Format and send seamless audio from JS to local PyAudio

I'm using Unix sockets to stream audio from my microphone (via an Electron NodeJS app) to a python program listening on the socket and sending the audio to PyAudio for playback.

Electron app getUserMedia() => WAV formatting => NodeJS socket => Unix Socket => Python Socket => PyAudio

I have it working, but there's a constant clicking sound when each chunk starts or ends. Where should I start debugging it? Here's the code:

NodeJS app (sender):

var net = require('net');
const nodeWav = require("node-wav");

var recorder = null;
var volume = null;
var audioInput = null;
var sampleRate = null;
var audioContext = null;
var context = null;
var outputElement = document.getElementById('output');
var outputString;
var bufferSize = 1024;

var mediaSourceIn;

// callback for navigator.mediaDevices.getUserMedia()
function audioReceiver(e) {
    // creates Socket
    mediaSourceIn = e;
    initSocket();
}

var audioSocket;
function initSocket() {
  audioSocket = net.connect('/tmp/audio_input', connected)
  .catch(function(err) {
    console.log("Could not connect...");
    console.log(err);
  });
}

function connected() {
  console.log("CONNECTED TO UNIX SOCKET!");
  audioSocket = this;
  createRecordingTask();
}

function createRecordingTask() {
  // creates the audio context
    audioContext = window.AudioContext || window.webkitAudioContext;
    context = new audioContext();

    // retrieve the current sample rate to be used for WAV packaging
    sampleRate = context.sampleRate;

    // creates a gain node
    volume = context.createGain();

    // creates an audio node from the microphone incoming stream
    audioInput = context.createMediaStreamSource(mediaSourceIn);

    // connect the stream to the gain node
    audioInput.connect(volume);

    /* From the spec: This value controls how frequently the audioprocess event is
    dispatched and how many sample-frames need to be processed each call.
    Lower values for buffer size will result in a lower (better) latency.

> RECORDED DATA:
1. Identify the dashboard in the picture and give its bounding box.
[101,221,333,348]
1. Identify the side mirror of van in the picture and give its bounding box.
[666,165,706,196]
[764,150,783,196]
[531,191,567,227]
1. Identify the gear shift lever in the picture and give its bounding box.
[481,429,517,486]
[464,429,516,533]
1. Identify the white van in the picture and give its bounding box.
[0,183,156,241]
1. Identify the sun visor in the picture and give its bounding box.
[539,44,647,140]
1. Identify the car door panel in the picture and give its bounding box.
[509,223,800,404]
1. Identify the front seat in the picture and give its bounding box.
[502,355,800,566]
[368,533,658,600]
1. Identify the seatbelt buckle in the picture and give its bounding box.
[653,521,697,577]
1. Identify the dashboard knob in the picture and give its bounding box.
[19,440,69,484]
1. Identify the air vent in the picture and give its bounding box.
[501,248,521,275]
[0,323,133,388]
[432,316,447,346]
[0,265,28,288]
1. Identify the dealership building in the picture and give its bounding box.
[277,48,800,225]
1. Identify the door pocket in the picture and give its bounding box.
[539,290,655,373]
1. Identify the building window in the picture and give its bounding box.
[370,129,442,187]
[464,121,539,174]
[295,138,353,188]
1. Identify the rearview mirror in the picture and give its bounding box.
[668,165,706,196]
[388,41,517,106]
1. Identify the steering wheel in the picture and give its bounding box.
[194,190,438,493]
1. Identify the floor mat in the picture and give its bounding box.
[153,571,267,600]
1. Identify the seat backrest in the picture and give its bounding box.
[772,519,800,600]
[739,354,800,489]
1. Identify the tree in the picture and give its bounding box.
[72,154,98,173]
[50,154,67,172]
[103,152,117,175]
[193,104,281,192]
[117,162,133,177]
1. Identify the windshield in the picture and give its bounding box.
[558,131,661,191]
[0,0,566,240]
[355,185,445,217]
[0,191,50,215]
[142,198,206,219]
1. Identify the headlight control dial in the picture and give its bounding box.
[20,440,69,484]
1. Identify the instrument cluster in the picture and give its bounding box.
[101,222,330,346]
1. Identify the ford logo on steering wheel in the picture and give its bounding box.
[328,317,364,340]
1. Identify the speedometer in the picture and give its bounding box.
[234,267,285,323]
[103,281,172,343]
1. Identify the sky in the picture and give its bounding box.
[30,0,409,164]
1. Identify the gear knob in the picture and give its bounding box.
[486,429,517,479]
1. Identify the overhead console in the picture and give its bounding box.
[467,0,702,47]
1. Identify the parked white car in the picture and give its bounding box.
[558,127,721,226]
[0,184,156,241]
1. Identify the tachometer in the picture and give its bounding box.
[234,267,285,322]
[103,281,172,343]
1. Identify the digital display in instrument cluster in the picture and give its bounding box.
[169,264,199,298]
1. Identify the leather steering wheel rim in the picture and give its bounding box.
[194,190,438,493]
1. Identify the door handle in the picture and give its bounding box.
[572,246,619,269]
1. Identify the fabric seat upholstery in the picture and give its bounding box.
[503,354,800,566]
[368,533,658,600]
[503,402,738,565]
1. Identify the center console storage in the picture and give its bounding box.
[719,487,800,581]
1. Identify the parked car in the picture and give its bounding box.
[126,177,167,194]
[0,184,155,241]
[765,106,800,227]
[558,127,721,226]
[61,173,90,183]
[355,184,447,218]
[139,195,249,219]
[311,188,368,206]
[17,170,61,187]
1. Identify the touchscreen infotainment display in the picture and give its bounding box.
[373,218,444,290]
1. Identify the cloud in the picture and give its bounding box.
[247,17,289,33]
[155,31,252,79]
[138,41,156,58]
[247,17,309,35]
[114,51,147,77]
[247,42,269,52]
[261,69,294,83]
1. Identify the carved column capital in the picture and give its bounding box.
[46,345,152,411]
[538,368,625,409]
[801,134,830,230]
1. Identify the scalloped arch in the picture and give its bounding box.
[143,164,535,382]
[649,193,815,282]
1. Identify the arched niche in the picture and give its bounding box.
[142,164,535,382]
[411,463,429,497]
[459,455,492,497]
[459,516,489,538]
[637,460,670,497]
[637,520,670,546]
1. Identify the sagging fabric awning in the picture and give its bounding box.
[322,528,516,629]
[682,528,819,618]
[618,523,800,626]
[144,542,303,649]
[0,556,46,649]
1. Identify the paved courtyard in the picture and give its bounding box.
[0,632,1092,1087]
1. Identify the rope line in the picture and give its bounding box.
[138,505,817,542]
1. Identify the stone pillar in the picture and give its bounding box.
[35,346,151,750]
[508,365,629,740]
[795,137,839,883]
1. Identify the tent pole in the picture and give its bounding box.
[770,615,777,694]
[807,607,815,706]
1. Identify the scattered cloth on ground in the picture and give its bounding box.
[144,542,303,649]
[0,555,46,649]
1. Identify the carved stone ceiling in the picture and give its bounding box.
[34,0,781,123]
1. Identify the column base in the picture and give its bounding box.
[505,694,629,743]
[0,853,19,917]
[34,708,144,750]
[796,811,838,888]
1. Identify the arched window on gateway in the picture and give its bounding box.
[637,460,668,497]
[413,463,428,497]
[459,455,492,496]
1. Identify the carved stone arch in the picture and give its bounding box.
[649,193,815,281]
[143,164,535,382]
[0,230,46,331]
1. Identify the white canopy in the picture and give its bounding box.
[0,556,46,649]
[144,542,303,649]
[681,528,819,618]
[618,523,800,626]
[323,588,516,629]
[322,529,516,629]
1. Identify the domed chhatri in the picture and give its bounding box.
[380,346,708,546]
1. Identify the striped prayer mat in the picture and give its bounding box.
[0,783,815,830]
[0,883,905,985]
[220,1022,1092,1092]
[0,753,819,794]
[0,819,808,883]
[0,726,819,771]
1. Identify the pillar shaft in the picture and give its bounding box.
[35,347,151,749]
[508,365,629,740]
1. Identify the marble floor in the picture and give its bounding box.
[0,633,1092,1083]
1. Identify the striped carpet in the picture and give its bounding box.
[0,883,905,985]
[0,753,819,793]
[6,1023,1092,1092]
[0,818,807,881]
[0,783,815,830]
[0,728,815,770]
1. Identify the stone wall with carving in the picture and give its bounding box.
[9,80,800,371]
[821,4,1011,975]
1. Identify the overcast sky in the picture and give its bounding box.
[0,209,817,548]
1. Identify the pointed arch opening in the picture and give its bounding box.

> PROBLEMS AND TASKS:
**1)** In the post about streaming microphone audio to PyAudio, translate this sentence into Spanish: "I have it working, but there's a constant clicking sound when each chunk starts or ends."
**2)** Continue the post about streaming microphone audio to PyAudio, starting right after its last line.

> ANSWERS:
**1)** Ya lo tengo funcionando, pero se oye un chasquido constante cada vez que un fragmento empieza o termina.

**2)**
    Higher values will be necessary to avoid audio breakup and glitches */
    recorder = context.createScriptProcessor(bufferSize, 2, 2);

    recorder.onaudioprocess = function(e){
        console.log ('recording');
        var left = e.inputBuffer.getChannelData (0);
        var right = e.inputBuffer.getChannelData (1);
        var bf = createAudioBuffer(
          new Float32Array (left),
          new Float32Array (right));

        upload(bf);
    }

    // we connect the recorder
    volume.connect (recorder);
    recorder.connect (context.destination);
}

function mergeBuffers(channelBuffer){
  var result = new Float32Array(bufferSize);
  result.set(channelBuffer); // make a copy?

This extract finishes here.